━━━ RECORDS FOR THE EXERCISE ━━━
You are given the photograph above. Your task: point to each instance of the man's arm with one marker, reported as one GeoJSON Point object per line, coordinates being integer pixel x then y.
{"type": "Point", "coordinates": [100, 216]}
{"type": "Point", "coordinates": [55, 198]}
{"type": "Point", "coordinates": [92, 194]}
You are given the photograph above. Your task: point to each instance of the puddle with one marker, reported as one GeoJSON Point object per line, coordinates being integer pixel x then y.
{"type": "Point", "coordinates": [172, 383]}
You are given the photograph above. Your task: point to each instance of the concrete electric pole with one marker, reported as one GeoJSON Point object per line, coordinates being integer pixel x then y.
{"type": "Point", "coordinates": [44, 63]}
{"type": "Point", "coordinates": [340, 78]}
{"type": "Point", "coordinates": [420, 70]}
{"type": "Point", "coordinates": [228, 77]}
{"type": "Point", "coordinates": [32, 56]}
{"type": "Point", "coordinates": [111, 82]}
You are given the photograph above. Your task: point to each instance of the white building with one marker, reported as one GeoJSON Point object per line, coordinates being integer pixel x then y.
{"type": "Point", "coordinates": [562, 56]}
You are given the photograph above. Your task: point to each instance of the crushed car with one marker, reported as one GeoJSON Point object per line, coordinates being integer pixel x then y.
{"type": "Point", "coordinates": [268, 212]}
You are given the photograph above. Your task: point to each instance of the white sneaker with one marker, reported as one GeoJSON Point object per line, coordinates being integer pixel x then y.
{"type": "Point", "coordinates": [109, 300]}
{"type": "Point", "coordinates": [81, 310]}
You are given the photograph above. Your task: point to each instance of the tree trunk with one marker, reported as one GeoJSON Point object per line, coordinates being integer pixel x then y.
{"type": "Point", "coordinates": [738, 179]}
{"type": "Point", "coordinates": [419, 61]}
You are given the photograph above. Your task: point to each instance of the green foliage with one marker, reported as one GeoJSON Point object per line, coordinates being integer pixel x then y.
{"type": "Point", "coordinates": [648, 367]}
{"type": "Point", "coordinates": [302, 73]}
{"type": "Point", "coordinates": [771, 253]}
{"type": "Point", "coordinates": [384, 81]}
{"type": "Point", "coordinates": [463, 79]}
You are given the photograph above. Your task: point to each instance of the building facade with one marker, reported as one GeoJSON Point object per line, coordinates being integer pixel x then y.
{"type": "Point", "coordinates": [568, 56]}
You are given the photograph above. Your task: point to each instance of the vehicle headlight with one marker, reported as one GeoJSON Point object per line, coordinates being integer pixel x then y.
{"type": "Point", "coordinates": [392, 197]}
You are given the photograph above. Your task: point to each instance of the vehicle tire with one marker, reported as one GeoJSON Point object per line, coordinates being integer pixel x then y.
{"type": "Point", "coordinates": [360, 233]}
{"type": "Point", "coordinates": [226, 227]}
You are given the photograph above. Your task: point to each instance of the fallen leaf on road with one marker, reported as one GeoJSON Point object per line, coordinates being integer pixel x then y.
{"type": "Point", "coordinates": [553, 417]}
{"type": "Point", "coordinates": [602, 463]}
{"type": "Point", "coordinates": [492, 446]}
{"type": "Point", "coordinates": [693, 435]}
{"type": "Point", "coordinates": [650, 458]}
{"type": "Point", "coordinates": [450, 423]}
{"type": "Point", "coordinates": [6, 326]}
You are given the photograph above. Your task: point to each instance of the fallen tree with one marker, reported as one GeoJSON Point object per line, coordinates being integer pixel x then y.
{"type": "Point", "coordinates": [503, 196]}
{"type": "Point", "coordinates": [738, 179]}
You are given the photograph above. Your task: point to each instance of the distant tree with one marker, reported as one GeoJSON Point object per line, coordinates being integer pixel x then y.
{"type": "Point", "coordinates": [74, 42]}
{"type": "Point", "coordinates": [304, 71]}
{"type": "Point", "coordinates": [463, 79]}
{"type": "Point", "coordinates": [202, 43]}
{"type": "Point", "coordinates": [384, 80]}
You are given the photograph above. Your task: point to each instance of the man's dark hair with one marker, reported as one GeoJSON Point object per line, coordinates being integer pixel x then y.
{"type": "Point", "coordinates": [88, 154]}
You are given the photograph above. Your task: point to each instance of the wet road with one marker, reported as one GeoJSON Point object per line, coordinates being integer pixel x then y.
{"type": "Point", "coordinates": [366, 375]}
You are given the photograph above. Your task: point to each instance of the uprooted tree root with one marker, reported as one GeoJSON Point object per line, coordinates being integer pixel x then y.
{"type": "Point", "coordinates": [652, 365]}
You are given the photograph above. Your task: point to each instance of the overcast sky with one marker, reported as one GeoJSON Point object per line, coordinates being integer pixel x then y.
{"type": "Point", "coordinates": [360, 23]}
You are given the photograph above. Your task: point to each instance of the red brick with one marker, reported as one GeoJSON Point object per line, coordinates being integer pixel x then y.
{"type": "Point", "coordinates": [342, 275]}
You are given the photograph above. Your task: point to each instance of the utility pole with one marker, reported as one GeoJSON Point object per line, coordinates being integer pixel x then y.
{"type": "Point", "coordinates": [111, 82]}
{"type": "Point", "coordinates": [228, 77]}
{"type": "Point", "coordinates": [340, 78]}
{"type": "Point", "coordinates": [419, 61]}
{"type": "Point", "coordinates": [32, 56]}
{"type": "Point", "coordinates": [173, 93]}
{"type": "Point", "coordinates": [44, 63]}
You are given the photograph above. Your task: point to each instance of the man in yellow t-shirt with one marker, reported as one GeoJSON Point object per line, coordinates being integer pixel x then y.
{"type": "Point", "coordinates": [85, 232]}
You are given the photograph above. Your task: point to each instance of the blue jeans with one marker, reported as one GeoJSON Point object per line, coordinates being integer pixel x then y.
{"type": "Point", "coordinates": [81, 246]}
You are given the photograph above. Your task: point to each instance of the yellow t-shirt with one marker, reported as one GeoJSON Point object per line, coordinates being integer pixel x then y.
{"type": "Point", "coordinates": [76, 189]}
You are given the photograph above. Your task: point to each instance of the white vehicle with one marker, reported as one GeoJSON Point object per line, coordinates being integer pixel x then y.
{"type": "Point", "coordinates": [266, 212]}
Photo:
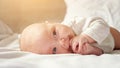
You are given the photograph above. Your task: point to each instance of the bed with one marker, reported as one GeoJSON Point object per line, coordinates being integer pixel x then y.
{"type": "Point", "coordinates": [12, 57]}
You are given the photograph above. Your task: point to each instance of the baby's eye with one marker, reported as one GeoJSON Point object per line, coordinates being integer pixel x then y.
{"type": "Point", "coordinates": [54, 50]}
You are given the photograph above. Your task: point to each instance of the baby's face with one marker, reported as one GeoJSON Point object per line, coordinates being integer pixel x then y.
{"type": "Point", "coordinates": [47, 38]}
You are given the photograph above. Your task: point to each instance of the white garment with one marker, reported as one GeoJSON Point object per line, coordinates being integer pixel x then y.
{"type": "Point", "coordinates": [95, 28]}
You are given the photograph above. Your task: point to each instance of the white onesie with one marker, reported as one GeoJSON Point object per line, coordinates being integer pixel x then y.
{"type": "Point", "coordinates": [96, 28]}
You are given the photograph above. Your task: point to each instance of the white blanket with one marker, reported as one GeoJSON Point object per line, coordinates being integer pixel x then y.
{"type": "Point", "coordinates": [12, 57]}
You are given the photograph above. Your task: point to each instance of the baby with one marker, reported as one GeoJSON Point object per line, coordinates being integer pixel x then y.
{"type": "Point", "coordinates": [87, 36]}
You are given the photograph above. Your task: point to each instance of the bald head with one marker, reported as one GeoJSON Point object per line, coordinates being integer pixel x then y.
{"type": "Point", "coordinates": [44, 38]}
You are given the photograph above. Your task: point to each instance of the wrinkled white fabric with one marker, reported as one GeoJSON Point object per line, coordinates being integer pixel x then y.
{"type": "Point", "coordinates": [96, 28]}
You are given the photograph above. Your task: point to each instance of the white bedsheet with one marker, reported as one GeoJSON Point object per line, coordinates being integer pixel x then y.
{"type": "Point", "coordinates": [12, 57]}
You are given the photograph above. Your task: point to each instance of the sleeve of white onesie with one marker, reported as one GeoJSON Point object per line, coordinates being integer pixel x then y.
{"type": "Point", "coordinates": [97, 29]}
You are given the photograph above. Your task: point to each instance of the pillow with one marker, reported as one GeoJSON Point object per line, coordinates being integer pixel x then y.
{"type": "Point", "coordinates": [109, 10]}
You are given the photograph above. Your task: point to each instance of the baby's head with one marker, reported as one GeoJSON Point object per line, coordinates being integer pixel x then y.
{"type": "Point", "coordinates": [47, 38]}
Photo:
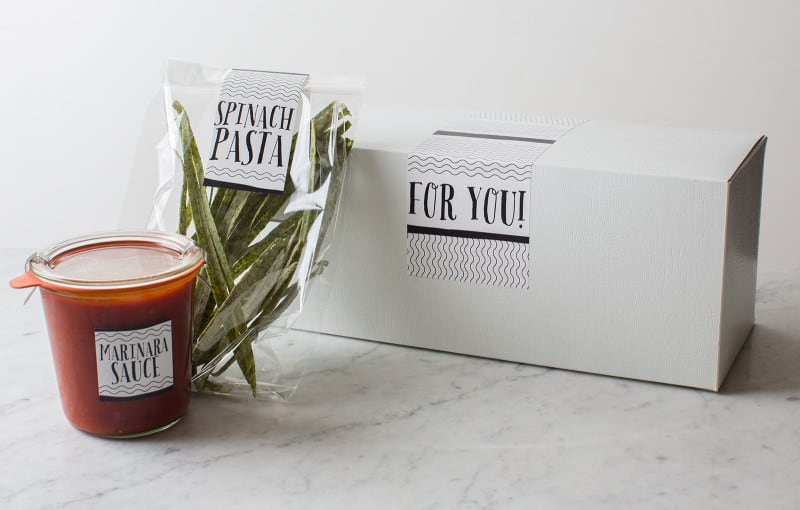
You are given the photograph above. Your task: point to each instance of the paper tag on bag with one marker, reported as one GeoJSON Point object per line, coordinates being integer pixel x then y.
{"type": "Point", "coordinates": [469, 189]}
{"type": "Point", "coordinates": [256, 116]}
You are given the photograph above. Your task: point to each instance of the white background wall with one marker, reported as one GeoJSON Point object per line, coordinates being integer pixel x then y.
{"type": "Point", "coordinates": [79, 76]}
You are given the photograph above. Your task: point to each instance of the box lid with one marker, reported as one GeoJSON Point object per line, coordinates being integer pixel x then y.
{"type": "Point", "coordinates": [632, 149]}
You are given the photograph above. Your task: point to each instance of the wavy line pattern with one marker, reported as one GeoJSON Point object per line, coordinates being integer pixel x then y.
{"type": "Point", "coordinates": [135, 390]}
{"type": "Point", "coordinates": [138, 385]}
{"type": "Point", "coordinates": [455, 171]}
{"type": "Point", "coordinates": [262, 85]}
{"type": "Point", "coordinates": [480, 150]}
{"type": "Point", "coordinates": [247, 174]}
{"type": "Point", "coordinates": [135, 334]}
{"type": "Point", "coordinates": [482, 261]}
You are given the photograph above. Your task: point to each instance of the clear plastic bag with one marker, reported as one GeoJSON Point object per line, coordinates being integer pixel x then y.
{"type": "Point", "coordinates": [262, 249]}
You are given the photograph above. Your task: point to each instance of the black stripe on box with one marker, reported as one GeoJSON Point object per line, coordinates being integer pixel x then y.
{"type": "Point", "coordinates": [495, 137]}
{"type": "Point", "coordinates": [415, 229]}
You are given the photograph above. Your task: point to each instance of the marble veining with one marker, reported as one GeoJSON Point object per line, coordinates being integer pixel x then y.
{"type": "Point", "coordinates": [380, 426]}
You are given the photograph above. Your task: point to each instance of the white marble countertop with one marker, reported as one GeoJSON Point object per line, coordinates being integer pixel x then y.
{"type": "Point", "coordinates": [379, 426]}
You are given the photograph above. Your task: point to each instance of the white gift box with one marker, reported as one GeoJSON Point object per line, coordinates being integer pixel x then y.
{"type": "Point", "coordinates": [641, 252]}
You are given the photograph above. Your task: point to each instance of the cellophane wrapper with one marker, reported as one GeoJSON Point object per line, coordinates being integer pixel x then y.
{"type": "Point", "coordinates": [263, 250]}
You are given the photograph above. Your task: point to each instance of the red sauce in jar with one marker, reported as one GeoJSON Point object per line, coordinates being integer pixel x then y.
{"type": "Point", "coordinates": [119, 310]}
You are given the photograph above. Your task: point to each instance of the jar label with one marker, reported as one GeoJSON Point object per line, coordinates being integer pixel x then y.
{"type": "Point", "coordinates": [135, 363]}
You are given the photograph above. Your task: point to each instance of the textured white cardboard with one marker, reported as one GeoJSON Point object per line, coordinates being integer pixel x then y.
{"type": "Point", "coordinates": [644, 245]}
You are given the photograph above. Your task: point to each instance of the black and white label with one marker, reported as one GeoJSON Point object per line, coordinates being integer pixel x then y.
{"type": "Point", "coordinates": [256, 115]}
{"type": "Point", "coordinates": [134, 363]}
{"type": "Point", "coordinates": [469, 189]}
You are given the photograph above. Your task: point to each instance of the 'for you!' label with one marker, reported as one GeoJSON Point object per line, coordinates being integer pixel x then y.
{"type": "Point", "coordinates": [255, 117]}
{"type": "Point", "coordinates": [134, 363]}
{"type": "Point", "coordinates": [469, 189]}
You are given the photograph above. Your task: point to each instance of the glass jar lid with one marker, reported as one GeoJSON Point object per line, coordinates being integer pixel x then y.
{"type": "Point", "coordinates": [115, 260]}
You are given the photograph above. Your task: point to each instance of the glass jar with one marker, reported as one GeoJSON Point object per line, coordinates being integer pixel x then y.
{"type": "Point", "coordinates": [118, 308]}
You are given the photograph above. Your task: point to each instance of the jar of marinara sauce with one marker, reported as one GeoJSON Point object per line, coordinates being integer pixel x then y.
{"type": "Point", "coordinates": [118, 308]}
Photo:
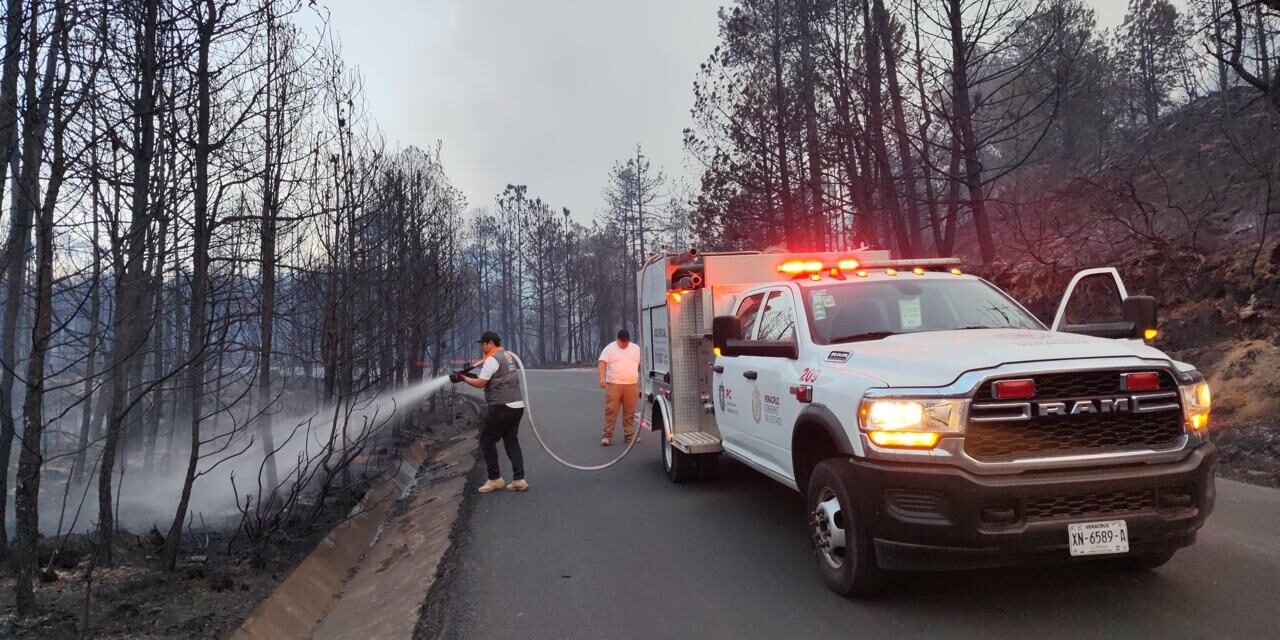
━━━
Please return, word for word, the lines running from the one containing "jar of marinara" through the last line above, inclusive, and leave the pictures out.

◆ RESPONSE BELOW:
You are given the photograph above. Your task: point to each instance of the jar of marinara sauce with one marker, reported as one GeoJSON Point object per line, coordinates being integer pixel x then y.
{"type": "Point", "coordinates": [118, 308]}
Photo:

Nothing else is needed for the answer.